* Exercise goal *
The records below must be copied in full, exactly as they read.

* Material supplied *
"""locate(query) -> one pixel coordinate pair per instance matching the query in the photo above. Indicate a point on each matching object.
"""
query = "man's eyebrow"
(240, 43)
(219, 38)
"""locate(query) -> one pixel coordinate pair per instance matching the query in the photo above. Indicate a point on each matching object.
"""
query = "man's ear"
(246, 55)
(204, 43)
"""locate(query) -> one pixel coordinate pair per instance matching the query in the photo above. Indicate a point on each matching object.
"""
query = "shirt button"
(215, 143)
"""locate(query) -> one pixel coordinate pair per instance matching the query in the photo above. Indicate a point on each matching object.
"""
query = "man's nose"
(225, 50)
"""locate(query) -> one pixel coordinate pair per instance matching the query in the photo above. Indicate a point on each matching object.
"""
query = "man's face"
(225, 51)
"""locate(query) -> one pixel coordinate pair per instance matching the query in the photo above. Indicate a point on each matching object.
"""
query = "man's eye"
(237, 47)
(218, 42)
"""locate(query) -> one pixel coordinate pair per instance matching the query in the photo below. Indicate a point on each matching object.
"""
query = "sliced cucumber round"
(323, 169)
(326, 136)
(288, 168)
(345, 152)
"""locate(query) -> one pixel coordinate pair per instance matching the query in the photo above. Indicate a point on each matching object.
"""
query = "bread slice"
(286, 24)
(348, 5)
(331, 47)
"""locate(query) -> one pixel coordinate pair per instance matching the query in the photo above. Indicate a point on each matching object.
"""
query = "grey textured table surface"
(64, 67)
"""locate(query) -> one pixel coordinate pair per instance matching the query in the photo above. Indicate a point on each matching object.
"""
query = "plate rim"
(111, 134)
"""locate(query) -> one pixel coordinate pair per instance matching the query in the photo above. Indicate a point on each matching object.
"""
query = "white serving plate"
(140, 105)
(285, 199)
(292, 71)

* Result of the task *
"""locate(query) -> one pixel coordinate pair per instance matching the query in the photo above. Indicate a point on each matching object.
"""
query = "man's eyebrow"
(240, 43)
(219, 38)
"""locate(query) -> one pixel coordinate pair per instance matching the query in the photo above. Indicate a point on each matching object.
"""
query = "man's ear"
(246, 55)
(204, 43)
"""locate(query) -> one pixel coordinate pair per instance matching the query in the photo above. Indicate a point on each matching object.
"""
query = "shirt button"
(215, 143)
"""locate(query) -> one pixel coordinate pair per instance matching the query in the photo above. Indicate a point on each matching object.
"""
query = "man's nose"
(225, 50)
"""locate(query) -> one pixel coordinate pair per instance matching the query in the photo above. Indicate a point on each matching object.
"""
query = "man's face"
(225, 51)
"""locate(query) -> one pixel coordinate pair per instance matching the query in the photo above. Indicate a point on each matching object.
"""
query = "man's eye"
(237, 47)
(218, 42)
"""locate(query) -> one pixel coordinate pair per instance matching the query in the photo below. Indicate a point on each matching object.
"""
query = "sliced cucumber round"
(323, 169)
(326, 136)
(288, 168)
(345, 152)
"""locate(query) -> one pixel coordinate pair per instance matching the query in the photo above. Indicate a point on each matching object.
"""
query = "bread slice"
(286, 24)
(348, 5)
(331, 47)
"""locate(query) -> one pixel coordinate pair per instance matching the query in the photo above. Indicate a point on each matching object.
"""
query = "grey textured table surface"
(64, 67)
"""locate(query) -> one pixel coordinate pair per instance matching the query in the photo above. Indicate a point on each matching object.
"""
query = "plate rim"
(111, 134)
"""locate(query) -> one pixel coordinate pair per instance matching the query in the photo above. Indicate a point on each matching object.
"""
query = "white serving plate"
(140, 105)
(285, 199)
(292, 71)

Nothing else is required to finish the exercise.